§ **DIRECTIONS**
Give each line of the items below as a string in a single JSON list, one string per line, leaving out blank lines.

Excerpts of location labeling data
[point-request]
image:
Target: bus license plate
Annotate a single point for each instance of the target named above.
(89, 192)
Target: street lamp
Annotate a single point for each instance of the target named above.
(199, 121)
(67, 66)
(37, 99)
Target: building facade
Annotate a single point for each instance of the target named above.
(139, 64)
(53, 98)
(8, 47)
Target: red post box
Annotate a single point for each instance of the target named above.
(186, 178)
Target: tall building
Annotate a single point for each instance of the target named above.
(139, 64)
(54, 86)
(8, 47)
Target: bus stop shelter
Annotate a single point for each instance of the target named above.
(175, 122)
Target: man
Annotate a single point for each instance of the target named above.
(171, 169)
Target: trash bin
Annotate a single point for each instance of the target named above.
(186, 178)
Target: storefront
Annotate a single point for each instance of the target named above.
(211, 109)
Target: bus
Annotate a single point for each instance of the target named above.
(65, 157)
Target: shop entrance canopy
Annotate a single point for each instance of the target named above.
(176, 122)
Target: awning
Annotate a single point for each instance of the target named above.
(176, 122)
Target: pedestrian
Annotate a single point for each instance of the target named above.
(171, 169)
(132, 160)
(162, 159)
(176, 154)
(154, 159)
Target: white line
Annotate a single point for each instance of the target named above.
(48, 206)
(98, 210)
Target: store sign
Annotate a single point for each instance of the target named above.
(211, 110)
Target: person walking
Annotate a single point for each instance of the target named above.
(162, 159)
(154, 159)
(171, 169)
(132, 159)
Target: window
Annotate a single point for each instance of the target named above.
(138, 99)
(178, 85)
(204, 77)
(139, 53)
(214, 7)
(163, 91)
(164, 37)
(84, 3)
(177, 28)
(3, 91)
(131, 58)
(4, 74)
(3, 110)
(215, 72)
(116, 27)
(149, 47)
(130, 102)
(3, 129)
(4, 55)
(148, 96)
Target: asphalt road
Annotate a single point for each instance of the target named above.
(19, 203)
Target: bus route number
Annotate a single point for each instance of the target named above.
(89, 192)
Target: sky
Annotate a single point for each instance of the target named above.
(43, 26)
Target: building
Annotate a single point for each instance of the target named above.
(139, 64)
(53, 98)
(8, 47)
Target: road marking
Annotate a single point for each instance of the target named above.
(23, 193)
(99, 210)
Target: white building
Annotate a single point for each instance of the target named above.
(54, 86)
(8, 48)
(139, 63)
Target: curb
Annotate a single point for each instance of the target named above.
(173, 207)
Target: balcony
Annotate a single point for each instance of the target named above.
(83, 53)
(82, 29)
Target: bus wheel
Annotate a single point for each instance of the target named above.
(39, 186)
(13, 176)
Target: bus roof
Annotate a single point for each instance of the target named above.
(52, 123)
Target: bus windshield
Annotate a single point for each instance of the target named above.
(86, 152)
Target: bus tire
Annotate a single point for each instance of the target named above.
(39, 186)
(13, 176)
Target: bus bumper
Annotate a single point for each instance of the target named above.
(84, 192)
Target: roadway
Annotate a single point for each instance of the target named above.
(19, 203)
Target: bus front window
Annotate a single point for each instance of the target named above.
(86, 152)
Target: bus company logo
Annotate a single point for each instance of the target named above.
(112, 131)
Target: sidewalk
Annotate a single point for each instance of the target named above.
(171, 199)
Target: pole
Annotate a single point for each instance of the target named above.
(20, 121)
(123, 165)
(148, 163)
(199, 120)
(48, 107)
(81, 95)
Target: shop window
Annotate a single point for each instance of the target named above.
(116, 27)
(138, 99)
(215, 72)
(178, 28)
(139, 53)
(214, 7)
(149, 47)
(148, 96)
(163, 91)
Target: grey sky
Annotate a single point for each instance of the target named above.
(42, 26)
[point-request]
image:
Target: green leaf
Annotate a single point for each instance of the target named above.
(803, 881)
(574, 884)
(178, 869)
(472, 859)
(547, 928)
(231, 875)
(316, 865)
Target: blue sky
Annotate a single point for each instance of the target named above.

§ **WORKED SOLUTION**
[
  "[point-request]",
  "image:",
  "Target: bus license plate",
  "Annotate a single point for each instance of the target named above.",
  "(89, 192)",
  "Target: street lamp",
  "Annotate a single point for each instance of the target named above.",
  "(199, 121)",
  "(67, 66)",
  "(37, 99)",
  "Target: building facade",
  "Annotate a single point for each instance of the target named above.",
  "(139, 64)",
  "(53, 98)",
  "(8, 47)",
  "Target: red post box",
  "Annotate a single point for each instance of the target named above.",
  "(186, 178)",
  "Target: tall building",
  "Annotate a single point for each instance of the target named above.",
  "(139, 64)",
  "(54, 86)",
  "(8, 47)",
  "Target: bus stop shelter",
  "Annotate a single point for each instance of the target named above.",
  "(175, 122)",
  "Target: man",
  "Annotate a single point for each instance of the target named above.",
  "(171, 169)",
  "Target: trash bin",
  "Annotate a single point for each instance of the target named above.",
  "(186, 178)",
  "Target: storefront",
  "Annotate a single point for each instance of the target named above.",
  "(211, 109)",
  "Target: bus",
  "Annotate a single point for each instance of the target named above.",
  "(65, 157)",
  "Target: shop entrance canopy",
  "Annotate a single point for each instance of the target named above.",
  "(176, 122)",
  "Target: awning",
  "Annotate a single point for each instance of the target named above.",
  "(176, 122)",
  "Target: pedestrian",
  "Annotate a single point for each instance of the target named above.",
  "(171, 169)",
  "(132, 160)",
  "(162, 159)",
  "(176, 154)",
  "(154, 159)",
  "Target: white line",
  "Annotate a single point for each instance of the target named above.",
  "(48, 206)",
  "(98, 210)",
  "Target: store sign",
  "Annotate a single point for each instance of the target named above.",
  "(211, 110)",
  "Target: person walking",
  "Annotate a single point for each instance of the target named above.",
  "(162, 159)",
  "(154, 159)",
  "(171, 169)",
  "(132, 159)",
  "Target: window",
  "Annotate a single point for each instance of the target named above.",
  "(138, 99)",
  "(178, 85)",
  "(204, 77)",
  "(139, 53)",
  "(214, 7)",
  "(163, 91)",
  "(164, 37)",
  "(84, 3)",
  "(177, 28)",
  "(3, 91)",
  "(131, 58)",
  "(4, 74)",
  "(3, 110)",
  "(215, 72)",
  "(116, 27)",
  "(149, 47)",
  "(130, 102)",
  "(3, 129)",
  "(4, 55)",
  "(148, 96)",
  "Target: asphalt road",
  "Annotate a single point for each instance of the target named above.",
  "(19, 203)",
  "Target: bus route number",
  "Annotate a single point for each instance of the target named above.",
  "(89, 192)",
  "Target: sky",
  "Annotate a single point for each instance of the target named above.",
  "(43, 26)",
  "Target: building",
  "Annotate a single point for each instance of the target named above.",
  "(139, 64)",
  "(53, 98)",
  "(8, 47)",
  "Target: road marking",
  "Annotate a single point for each instance of the target named above.",
  "(23, 193)",
  "(99, 210)",
  "Target: white building",
  "Annotate a single point for each instance of the target named above.",
  "(54, 86)",
  "(8, 48)",
  "(139, 63)",
  "Target: curb",
  "Annotate a single point for each instance of the target named above.",
  "(173, 207)",
  "Target: balcony",
  "Annotate a single point for each instance of the target named above.",
  "(83, 53)",
  "(82, 29)",
  "Target: bus wheel",
  "Annotate a single point for each instance of the target named above.",
  "(39, 186)",
  "(13, 176)",
  "Target: bus roof",
  "Annotate a single point for each instance of the target named above.",
  "(52, 123)",
  "Target: bus windshield",
  "Annotate a single point for each instance of the target named above.",
  "(86, 152)",
  "Target: bus tire",
  "Annotate a single point for each instance of the target named above.",
  "(39, 186)",
  "(13, 176)",
  "Target: bus bumper",
  "Annotate a single point for each instance of the target named above.",
  "(84, 192)",
  "Target: roadway",
  "Annotate a single point for each instance of the target named above.",
  "(19, 203)",
  "Target: bus front window",
  "Annotate a single point for each instance of the target named above.",
  "(86, 152)",
  "Target: bus company logo",
  "Annotate a single point for each instance of the target named above.",
  "(112, 131)",
  "Target: sidewalk",
  "Annotate a single point for each instance of the target named above.",
  "(171, 199)",
  "Target: pole",
  "Annotate a single point for each instance of the target named above.",
  "(20, 121)",
  "(123, 165)",
  "(148, 163)",
  "(199, 120)",
  "(48, 107)",
  "(81, 95)",
  "Target: shop window",
  "Annotate a single point for each instance of the target named above.",
  "(116, 27)",
  "(138, 99)",
  "(215, 72)",
  "(178, 28)",
  "(139, 53)",
  "(214, 7)",
  "(149, 47)",
  "(148, 96)",
  "(163, 91)",
  "Target: grey sky",
  "Annotate a single point for each instance of the target named above.",
  "(42, 26)",
  "[point-request]",
  "image:",
  "Target: green leaf",
  "Annotate a single point for each instance of the target named above.",
  "(803, 881)",
  "(574, 884)",
  "(178, 869)",
  "(472, 859)",
  "(547, 928)",
  "(231, 875)",
  "(316, 865)",
  "Target: blue sky",
  "Annotate a single point for each instance of the target named above."
]